Stored records:
-=-=-

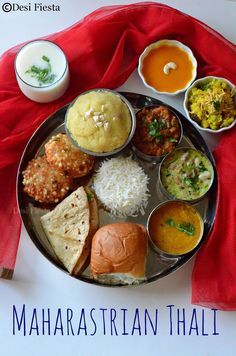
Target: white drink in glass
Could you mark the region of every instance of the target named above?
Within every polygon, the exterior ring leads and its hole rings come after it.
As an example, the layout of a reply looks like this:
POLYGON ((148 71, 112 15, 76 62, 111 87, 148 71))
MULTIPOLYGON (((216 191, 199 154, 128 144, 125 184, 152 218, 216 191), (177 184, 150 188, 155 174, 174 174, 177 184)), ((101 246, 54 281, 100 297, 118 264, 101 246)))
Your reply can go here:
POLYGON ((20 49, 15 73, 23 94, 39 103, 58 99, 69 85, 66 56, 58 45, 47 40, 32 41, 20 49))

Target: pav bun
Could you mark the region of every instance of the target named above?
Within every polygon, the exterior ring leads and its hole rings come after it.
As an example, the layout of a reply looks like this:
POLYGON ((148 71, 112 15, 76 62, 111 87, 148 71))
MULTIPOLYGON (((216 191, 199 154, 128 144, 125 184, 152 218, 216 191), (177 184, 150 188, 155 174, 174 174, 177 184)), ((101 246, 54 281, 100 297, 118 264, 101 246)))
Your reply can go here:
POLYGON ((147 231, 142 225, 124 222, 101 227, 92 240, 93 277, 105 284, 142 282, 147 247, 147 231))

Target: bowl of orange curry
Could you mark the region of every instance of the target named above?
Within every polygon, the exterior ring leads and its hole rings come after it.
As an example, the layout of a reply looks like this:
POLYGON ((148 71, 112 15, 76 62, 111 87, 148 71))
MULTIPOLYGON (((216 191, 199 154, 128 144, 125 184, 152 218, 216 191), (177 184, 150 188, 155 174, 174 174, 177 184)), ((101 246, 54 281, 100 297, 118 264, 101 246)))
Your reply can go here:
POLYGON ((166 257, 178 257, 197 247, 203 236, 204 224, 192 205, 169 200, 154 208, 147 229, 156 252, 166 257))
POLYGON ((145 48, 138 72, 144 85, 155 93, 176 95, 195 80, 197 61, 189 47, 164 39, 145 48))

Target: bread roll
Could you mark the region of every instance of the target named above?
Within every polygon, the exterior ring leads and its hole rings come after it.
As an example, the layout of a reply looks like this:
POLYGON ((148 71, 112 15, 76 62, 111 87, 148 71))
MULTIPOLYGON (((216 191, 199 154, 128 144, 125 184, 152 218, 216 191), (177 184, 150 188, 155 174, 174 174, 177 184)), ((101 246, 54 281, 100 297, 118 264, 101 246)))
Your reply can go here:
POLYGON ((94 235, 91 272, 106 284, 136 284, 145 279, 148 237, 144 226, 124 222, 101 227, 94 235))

-=-=-

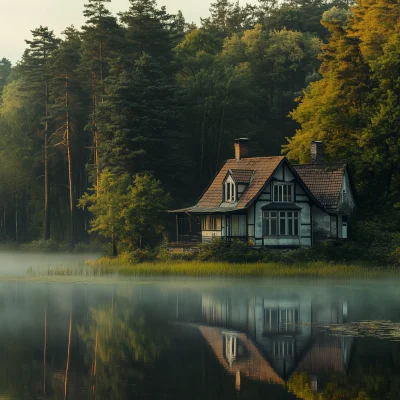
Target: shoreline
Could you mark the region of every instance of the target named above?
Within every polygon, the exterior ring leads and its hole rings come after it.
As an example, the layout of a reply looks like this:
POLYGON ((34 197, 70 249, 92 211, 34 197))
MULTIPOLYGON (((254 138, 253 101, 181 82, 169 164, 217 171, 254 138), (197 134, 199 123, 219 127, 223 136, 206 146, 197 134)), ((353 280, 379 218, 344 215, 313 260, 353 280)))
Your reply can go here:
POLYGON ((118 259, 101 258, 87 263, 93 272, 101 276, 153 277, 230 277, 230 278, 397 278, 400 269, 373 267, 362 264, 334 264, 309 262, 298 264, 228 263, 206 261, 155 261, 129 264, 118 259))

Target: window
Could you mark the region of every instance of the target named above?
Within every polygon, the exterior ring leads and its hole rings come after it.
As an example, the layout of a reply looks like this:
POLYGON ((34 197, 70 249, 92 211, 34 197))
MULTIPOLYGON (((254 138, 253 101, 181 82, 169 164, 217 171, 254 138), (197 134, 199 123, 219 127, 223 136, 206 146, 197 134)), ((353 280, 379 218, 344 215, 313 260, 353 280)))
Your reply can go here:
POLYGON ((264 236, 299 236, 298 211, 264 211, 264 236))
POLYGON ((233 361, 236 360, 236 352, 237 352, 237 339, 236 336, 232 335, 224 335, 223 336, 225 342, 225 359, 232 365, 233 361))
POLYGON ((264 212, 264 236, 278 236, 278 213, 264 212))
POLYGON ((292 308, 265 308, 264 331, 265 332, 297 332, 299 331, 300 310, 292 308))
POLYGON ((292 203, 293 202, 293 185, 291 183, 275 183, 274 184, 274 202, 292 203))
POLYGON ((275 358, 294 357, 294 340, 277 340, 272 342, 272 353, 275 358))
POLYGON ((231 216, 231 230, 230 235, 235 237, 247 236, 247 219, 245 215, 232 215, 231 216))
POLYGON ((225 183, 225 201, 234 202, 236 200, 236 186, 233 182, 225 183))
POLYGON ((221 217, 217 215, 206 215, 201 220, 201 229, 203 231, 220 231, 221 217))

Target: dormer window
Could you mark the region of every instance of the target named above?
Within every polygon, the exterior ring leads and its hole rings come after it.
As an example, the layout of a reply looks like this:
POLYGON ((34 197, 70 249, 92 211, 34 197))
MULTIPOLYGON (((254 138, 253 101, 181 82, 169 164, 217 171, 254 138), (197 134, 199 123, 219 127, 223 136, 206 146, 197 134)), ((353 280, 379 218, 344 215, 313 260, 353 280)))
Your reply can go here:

-=-=-

■ **Task objective**: From the entries, copy every line in which the word "window" occurs.

■ **Result for this task**:
Target: window
Target: dormer window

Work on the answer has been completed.